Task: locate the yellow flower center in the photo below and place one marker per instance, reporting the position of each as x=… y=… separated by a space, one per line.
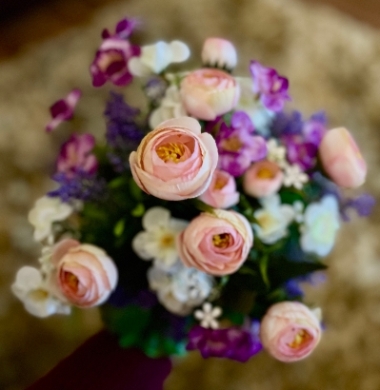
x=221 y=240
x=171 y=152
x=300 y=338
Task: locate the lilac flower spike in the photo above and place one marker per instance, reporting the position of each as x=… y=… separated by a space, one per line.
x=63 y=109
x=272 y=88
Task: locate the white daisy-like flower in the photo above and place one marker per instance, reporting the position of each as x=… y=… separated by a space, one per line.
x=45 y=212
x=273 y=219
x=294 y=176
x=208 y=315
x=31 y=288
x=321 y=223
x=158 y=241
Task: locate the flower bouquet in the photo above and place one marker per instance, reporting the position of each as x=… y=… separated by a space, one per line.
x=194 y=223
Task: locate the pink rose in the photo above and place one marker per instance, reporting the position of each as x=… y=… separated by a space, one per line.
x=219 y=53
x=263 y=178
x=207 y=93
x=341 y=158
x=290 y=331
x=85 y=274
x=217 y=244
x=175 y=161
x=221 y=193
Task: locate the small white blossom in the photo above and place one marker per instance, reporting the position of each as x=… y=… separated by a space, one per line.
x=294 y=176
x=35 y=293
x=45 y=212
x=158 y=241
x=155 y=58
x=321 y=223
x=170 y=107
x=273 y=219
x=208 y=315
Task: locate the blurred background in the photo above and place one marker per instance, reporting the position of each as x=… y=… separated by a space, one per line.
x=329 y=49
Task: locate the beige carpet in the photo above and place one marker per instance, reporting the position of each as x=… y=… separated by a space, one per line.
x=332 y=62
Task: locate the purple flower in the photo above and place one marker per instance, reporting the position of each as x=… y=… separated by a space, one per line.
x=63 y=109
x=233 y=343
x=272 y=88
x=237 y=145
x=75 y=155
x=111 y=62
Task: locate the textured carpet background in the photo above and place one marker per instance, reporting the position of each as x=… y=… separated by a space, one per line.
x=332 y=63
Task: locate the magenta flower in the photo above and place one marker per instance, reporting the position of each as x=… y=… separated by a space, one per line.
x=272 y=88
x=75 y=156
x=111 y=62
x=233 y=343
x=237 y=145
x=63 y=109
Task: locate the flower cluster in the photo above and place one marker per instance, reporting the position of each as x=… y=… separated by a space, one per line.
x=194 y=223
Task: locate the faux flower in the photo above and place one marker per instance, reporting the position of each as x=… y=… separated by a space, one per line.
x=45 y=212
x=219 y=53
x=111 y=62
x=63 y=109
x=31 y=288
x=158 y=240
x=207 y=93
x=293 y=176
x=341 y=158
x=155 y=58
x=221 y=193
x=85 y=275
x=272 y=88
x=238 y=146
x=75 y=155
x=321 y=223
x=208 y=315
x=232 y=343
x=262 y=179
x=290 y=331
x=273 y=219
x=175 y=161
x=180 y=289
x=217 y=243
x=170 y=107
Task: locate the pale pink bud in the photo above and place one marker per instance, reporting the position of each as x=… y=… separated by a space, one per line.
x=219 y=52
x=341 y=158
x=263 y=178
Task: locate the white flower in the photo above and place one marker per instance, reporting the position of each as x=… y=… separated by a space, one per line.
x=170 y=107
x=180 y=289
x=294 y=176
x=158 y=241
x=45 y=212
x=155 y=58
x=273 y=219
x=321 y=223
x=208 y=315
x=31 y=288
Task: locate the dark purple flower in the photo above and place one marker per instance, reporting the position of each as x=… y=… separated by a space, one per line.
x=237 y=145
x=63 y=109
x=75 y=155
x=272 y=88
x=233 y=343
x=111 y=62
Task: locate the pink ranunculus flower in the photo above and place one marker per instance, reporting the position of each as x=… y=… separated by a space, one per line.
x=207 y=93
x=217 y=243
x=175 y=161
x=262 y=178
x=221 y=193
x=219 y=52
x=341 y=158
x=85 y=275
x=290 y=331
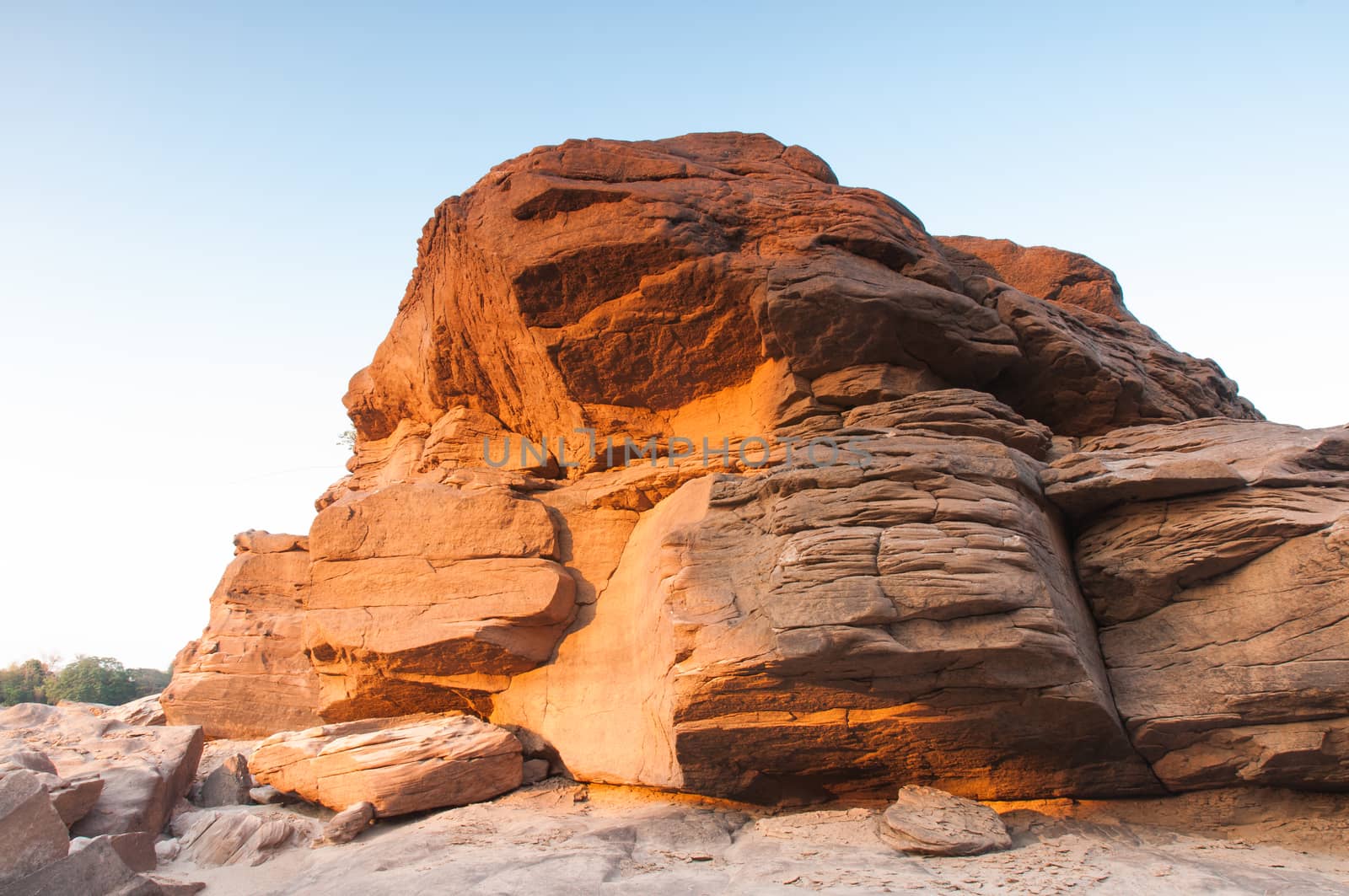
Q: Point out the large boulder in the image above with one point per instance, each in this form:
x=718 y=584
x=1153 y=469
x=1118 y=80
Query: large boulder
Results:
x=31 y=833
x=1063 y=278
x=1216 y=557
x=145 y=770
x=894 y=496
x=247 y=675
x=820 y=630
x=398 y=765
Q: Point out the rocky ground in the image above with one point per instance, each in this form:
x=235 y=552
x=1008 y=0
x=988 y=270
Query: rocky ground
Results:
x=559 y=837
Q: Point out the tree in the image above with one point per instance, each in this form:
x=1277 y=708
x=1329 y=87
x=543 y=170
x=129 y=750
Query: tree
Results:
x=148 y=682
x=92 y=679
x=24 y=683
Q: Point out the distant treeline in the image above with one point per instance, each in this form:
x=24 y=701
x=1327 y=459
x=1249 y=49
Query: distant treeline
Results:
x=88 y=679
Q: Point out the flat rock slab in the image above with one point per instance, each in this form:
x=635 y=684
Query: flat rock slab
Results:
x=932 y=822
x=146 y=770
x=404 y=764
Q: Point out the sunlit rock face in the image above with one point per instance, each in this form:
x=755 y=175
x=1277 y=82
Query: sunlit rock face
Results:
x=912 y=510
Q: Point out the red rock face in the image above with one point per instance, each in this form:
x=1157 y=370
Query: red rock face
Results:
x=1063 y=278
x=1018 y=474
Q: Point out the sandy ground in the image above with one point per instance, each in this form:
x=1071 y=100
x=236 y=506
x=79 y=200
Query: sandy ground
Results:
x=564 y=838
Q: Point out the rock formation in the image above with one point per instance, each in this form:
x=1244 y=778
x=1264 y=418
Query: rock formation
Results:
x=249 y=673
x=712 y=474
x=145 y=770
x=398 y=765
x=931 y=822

--

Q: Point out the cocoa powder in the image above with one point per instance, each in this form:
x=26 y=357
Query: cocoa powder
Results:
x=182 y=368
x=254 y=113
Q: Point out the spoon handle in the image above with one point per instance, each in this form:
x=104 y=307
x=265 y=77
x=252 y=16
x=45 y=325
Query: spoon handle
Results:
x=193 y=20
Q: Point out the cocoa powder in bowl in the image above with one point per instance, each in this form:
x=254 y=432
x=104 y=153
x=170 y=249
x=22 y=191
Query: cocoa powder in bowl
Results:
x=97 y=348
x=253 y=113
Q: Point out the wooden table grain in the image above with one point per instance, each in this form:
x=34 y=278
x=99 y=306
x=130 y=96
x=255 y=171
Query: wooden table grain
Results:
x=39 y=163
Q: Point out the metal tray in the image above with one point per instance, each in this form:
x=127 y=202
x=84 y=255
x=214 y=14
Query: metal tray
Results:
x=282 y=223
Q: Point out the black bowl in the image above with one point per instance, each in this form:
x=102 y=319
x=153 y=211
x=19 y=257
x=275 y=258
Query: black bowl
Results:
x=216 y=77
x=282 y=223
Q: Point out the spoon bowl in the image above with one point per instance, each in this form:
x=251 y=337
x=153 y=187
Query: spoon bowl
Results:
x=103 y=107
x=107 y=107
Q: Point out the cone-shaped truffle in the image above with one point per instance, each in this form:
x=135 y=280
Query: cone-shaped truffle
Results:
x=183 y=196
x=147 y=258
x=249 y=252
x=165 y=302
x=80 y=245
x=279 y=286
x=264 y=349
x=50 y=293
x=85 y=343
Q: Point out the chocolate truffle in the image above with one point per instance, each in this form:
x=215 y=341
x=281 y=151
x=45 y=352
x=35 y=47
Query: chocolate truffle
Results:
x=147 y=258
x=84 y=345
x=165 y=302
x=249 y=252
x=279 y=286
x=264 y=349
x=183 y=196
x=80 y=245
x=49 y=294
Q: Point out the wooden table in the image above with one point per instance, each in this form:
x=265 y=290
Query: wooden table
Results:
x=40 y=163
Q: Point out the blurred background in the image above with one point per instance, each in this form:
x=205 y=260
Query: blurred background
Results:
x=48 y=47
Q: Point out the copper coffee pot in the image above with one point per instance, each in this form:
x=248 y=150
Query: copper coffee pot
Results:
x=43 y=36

==

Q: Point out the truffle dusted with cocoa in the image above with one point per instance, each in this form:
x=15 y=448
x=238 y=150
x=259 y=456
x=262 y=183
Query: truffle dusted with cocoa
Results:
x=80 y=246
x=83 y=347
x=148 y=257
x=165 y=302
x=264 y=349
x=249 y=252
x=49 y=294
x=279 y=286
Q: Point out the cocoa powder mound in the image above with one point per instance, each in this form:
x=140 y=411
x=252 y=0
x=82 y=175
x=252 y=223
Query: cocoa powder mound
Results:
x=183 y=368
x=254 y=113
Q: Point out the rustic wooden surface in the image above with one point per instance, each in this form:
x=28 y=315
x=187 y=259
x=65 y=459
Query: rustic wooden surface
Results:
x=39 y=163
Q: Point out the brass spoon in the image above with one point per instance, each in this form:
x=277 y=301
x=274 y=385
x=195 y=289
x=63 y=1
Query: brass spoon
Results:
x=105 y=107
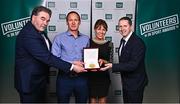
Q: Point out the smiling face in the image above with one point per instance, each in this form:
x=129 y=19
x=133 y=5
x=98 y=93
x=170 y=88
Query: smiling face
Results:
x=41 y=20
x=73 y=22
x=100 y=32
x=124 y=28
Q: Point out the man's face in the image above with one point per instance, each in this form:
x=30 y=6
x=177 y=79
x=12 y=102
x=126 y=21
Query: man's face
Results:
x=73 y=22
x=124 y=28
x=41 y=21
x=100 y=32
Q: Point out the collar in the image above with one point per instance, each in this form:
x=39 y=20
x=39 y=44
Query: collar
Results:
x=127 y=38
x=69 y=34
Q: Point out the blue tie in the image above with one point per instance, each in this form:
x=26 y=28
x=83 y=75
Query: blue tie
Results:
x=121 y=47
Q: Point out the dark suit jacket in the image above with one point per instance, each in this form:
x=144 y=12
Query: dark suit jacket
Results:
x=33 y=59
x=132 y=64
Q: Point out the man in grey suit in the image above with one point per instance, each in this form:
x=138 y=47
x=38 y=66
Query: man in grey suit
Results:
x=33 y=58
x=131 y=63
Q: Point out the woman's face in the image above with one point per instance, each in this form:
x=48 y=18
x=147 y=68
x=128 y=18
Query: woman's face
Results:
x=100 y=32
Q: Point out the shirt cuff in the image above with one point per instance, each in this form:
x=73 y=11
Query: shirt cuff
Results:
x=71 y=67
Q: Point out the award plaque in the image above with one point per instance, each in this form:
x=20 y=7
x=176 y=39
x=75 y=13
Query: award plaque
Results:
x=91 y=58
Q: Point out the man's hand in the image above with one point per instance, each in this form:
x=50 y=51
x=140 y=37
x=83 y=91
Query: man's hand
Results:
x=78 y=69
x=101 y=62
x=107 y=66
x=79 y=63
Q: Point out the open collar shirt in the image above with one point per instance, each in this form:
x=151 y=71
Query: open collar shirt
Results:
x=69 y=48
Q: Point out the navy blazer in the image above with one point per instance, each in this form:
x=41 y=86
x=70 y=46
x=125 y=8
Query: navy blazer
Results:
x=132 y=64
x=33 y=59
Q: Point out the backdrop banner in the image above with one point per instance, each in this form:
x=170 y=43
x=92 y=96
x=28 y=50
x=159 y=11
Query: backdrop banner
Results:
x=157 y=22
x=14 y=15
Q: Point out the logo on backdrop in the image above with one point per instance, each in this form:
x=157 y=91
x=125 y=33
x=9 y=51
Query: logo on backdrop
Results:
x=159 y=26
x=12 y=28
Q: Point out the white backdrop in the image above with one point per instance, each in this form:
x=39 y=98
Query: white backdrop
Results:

* **TO DO**
From the listing above, output exactly the run of lines that starts with the line containing "x=1157 y=370" and ends with the line containing "Query: rock formation".

* **OUTPUT BELOW**
x=1157 y=370
Query: red rock face
Results:
x=1063 y=278
x=1018 y=474
Q: Point out the sandy ground in the image above with one point per instance, each in this form:
x=1071 y=100
x=236 y=506
x=79 y=200
Query: sandy ground
Results:
x=564 y=838
Q: Point out the rock formation in the image above with one point per instance, each in this form:
x=1244 y=778
x=1264 y=418
Query: rock formation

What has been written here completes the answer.